** start of Dataset **

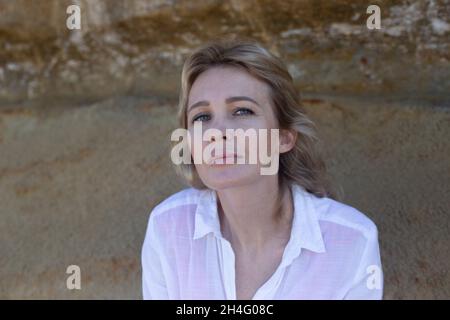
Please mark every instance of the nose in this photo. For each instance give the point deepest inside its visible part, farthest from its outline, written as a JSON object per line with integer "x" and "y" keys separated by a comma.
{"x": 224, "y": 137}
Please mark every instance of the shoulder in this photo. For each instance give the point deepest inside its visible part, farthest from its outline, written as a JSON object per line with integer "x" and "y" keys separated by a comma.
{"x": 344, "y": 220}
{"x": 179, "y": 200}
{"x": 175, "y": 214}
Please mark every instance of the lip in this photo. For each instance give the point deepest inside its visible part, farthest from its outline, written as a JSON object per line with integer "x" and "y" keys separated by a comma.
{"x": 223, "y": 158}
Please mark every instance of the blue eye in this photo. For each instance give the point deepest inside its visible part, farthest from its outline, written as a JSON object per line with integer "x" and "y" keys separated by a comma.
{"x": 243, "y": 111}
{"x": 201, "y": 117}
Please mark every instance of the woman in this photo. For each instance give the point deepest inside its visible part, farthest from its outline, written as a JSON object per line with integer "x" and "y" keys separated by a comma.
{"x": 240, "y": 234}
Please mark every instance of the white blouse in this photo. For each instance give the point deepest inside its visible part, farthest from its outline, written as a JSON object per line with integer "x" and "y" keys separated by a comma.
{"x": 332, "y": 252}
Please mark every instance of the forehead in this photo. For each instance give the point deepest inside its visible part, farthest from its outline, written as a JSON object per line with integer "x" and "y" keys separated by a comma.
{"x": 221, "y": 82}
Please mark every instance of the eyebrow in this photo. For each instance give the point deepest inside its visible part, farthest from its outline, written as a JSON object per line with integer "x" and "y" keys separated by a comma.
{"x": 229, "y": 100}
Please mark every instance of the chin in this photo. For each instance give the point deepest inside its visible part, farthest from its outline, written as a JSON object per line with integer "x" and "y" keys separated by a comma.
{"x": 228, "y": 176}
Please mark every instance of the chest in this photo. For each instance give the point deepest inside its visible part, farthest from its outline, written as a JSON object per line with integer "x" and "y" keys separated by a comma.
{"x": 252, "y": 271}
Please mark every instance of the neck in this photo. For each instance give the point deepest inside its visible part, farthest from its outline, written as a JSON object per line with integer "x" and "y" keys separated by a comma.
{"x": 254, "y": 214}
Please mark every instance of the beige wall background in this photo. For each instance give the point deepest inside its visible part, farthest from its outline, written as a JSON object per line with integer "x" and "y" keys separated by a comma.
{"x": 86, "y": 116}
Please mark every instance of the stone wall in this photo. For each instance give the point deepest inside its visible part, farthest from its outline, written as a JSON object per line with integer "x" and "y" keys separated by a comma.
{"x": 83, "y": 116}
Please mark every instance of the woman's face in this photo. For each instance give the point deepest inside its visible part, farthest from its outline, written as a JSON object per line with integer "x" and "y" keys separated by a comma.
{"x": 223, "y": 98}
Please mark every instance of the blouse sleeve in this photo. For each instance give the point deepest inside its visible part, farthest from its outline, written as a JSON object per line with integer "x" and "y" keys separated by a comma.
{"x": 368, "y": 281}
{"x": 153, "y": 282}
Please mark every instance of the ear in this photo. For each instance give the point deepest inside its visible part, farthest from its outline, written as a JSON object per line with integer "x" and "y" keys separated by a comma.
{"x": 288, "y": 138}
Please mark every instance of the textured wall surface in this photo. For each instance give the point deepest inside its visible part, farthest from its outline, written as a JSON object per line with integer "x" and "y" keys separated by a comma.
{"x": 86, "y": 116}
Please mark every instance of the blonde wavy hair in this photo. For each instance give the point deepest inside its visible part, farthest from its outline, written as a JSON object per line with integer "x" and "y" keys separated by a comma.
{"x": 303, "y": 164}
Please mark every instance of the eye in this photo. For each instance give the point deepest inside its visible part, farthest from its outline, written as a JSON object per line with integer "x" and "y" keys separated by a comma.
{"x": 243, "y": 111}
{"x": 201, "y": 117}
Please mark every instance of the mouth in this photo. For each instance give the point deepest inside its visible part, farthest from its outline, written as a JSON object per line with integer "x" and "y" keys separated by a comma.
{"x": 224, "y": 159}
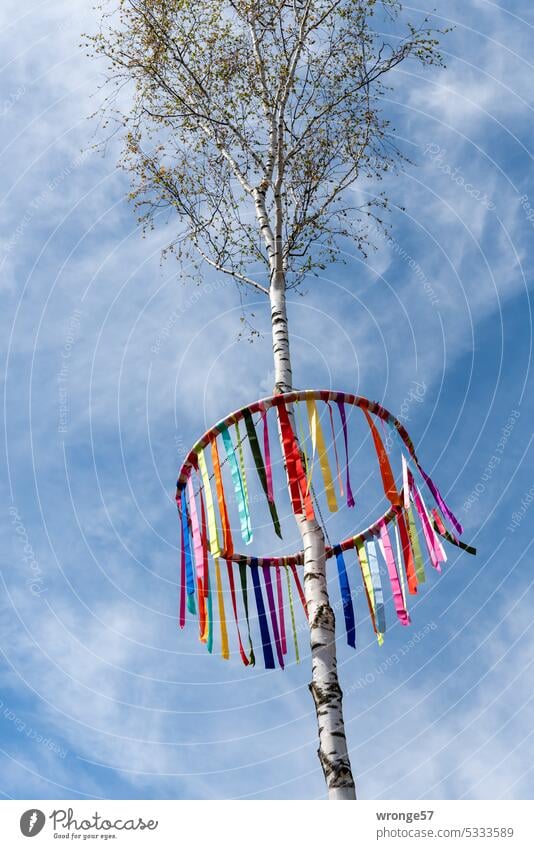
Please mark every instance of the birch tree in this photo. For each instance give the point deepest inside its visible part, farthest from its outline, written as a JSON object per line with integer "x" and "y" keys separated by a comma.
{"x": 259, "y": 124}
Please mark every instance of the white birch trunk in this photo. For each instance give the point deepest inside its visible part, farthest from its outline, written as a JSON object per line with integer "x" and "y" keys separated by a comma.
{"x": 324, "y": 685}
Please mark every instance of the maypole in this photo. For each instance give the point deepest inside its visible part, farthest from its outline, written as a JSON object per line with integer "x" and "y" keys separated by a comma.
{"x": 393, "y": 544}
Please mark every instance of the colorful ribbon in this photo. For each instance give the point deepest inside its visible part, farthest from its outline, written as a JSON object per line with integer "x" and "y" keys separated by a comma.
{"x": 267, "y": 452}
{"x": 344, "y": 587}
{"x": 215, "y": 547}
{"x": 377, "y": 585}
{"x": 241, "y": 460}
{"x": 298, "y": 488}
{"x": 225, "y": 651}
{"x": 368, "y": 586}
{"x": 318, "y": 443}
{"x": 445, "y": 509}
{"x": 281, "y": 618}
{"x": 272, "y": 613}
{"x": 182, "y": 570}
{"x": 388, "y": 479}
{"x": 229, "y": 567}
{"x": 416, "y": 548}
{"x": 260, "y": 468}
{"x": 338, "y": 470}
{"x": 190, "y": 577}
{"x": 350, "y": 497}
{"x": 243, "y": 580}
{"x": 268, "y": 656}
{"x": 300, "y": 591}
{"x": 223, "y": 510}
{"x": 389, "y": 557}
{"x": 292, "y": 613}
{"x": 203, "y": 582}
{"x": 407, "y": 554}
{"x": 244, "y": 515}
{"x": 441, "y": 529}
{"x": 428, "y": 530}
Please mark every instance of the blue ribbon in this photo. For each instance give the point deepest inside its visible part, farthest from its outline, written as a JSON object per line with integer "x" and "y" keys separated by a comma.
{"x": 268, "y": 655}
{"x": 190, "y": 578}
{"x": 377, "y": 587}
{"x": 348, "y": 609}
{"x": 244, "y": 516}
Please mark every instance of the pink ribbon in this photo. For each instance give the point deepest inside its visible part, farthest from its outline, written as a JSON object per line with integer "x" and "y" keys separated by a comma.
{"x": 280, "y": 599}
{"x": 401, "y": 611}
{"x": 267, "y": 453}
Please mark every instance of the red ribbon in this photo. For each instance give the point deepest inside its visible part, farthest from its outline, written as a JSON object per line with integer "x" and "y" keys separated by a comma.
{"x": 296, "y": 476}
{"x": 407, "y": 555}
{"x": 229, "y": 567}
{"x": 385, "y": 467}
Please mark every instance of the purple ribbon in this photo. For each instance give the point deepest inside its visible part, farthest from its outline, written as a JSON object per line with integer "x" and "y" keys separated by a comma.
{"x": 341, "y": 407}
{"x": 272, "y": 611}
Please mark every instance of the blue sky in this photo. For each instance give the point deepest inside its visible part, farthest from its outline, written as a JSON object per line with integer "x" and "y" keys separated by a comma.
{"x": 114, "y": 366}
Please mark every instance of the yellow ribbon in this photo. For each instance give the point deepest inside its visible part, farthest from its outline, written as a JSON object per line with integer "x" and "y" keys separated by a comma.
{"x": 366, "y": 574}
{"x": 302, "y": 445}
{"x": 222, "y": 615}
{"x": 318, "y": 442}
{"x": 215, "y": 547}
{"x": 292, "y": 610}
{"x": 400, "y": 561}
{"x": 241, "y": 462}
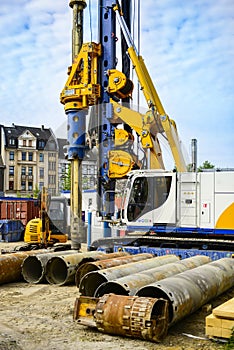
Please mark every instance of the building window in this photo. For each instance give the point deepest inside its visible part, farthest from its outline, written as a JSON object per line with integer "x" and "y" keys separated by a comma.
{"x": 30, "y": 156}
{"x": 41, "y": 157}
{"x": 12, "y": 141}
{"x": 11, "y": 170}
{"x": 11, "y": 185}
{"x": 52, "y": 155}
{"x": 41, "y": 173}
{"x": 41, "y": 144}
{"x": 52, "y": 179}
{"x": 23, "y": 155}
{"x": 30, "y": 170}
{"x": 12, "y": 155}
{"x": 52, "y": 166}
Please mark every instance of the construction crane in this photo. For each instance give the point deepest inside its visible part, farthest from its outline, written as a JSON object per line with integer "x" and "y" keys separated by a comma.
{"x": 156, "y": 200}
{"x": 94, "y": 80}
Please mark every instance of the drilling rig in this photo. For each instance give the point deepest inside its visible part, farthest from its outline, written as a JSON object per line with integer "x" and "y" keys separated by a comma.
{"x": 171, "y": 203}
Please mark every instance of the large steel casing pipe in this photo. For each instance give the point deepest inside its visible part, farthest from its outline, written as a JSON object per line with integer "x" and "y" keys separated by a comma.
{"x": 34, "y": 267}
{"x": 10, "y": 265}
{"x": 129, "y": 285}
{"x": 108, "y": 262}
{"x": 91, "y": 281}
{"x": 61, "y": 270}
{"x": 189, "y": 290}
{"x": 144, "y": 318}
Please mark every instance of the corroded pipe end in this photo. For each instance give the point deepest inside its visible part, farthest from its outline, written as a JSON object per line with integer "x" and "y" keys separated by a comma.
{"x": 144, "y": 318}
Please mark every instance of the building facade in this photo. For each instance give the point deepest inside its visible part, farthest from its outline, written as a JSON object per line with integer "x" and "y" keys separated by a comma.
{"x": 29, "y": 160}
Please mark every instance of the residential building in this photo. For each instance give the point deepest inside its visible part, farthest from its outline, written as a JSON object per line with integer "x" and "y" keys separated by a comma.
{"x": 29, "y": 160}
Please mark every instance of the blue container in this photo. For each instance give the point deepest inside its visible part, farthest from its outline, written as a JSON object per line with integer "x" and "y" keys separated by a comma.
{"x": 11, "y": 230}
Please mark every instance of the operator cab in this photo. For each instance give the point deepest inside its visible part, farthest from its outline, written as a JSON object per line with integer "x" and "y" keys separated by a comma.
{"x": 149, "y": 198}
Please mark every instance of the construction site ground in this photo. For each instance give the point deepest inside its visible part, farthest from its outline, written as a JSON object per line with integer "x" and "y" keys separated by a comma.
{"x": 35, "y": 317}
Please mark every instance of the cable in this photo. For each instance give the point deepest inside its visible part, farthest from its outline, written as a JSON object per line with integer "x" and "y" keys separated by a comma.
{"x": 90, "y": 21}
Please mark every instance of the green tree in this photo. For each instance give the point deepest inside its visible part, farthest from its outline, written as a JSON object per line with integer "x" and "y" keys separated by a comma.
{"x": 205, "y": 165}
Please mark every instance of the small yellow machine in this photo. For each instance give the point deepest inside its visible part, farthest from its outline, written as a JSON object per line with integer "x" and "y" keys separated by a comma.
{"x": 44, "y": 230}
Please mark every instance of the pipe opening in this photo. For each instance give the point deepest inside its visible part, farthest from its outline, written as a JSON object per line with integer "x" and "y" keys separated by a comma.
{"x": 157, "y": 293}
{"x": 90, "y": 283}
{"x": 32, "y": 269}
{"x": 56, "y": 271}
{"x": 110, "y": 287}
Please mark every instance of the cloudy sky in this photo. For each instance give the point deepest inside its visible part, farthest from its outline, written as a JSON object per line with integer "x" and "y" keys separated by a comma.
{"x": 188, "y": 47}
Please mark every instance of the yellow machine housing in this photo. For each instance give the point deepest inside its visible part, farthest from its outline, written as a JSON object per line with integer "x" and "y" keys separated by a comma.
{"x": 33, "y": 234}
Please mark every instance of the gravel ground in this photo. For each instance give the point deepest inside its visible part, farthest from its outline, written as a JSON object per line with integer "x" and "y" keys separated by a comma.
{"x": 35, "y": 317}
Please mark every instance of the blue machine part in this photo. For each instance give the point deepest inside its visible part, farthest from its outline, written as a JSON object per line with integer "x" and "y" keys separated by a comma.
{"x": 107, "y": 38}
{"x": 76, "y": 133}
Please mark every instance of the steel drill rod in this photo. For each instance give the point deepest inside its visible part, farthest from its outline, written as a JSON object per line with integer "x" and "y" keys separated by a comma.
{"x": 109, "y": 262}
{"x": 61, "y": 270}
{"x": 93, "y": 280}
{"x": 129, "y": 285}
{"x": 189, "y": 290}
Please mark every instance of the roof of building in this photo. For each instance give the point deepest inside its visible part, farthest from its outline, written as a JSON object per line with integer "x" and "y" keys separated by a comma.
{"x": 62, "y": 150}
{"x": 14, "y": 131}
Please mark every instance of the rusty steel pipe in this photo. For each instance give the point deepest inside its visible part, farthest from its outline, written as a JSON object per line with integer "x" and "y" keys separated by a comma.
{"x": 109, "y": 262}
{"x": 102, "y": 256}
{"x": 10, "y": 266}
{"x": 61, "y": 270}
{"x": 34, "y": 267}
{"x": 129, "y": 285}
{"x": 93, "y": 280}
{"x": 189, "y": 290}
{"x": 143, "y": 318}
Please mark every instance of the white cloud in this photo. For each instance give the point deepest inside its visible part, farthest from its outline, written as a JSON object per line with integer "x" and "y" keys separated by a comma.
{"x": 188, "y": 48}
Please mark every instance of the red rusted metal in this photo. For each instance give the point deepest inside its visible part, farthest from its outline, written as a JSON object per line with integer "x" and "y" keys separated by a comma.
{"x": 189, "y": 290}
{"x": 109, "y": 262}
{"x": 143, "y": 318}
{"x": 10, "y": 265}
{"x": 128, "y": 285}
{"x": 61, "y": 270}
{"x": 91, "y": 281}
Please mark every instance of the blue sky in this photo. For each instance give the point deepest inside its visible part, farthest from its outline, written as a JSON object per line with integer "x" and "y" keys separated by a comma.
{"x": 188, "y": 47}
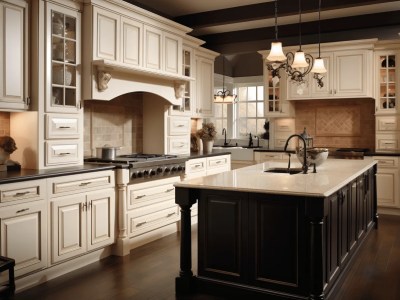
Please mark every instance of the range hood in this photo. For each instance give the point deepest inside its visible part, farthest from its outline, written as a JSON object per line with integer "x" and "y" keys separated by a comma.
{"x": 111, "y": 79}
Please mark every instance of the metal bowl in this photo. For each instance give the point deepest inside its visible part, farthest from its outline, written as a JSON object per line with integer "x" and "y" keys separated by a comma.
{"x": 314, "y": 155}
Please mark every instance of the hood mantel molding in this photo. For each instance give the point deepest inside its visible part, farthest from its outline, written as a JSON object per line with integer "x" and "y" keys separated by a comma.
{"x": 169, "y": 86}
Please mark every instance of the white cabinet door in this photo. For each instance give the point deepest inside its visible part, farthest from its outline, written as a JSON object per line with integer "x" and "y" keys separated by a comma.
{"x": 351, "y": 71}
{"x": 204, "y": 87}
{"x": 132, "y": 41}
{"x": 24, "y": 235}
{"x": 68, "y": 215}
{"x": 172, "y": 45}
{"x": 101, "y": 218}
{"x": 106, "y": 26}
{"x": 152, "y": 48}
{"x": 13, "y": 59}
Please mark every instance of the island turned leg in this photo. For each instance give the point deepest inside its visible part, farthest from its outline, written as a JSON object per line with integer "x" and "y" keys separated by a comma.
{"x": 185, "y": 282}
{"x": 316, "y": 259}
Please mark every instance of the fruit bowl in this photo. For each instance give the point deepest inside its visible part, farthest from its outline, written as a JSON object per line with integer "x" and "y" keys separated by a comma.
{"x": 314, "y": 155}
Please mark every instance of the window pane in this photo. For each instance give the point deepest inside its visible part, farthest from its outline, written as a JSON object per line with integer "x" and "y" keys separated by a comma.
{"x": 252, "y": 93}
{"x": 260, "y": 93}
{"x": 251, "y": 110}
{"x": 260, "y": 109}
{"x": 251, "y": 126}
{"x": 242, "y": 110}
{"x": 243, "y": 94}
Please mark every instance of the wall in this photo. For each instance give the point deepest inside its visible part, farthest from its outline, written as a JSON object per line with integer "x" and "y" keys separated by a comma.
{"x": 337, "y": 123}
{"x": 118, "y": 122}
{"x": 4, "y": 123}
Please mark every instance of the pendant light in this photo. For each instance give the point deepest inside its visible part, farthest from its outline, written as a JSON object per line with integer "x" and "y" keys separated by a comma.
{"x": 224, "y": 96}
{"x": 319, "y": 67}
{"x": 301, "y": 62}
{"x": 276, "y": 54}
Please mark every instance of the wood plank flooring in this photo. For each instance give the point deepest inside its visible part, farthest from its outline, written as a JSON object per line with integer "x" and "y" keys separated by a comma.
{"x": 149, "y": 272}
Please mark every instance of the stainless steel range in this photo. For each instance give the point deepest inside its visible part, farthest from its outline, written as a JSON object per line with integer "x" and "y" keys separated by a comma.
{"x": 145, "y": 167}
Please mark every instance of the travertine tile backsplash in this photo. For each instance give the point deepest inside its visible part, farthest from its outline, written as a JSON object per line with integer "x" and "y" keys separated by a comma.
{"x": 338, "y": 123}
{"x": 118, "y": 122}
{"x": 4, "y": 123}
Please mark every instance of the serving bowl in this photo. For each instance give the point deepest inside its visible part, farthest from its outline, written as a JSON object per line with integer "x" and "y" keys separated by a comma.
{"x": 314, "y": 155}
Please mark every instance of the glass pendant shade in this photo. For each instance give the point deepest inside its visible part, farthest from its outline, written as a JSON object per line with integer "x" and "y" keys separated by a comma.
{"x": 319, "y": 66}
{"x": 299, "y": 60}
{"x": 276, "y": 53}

** end of Dataset **

• Prompt: Rewrite the material from the line containing "Please mark every instance of the glass" through its final line, replacing "glass pendant shade" with "hanging lamp shade" and changing nothing else.

• Solved problem:
Please mark every instance of the hanging lamp shade in this photo. For each instance give the point deepest inside its visible part, farthest from its outline, written as a JSON object per line with integer "x" and "y" keys separated by a comma.
{"x": 319, "y": 66}
{"x": 299, "y": 60}
{"x": 276, "y": 53}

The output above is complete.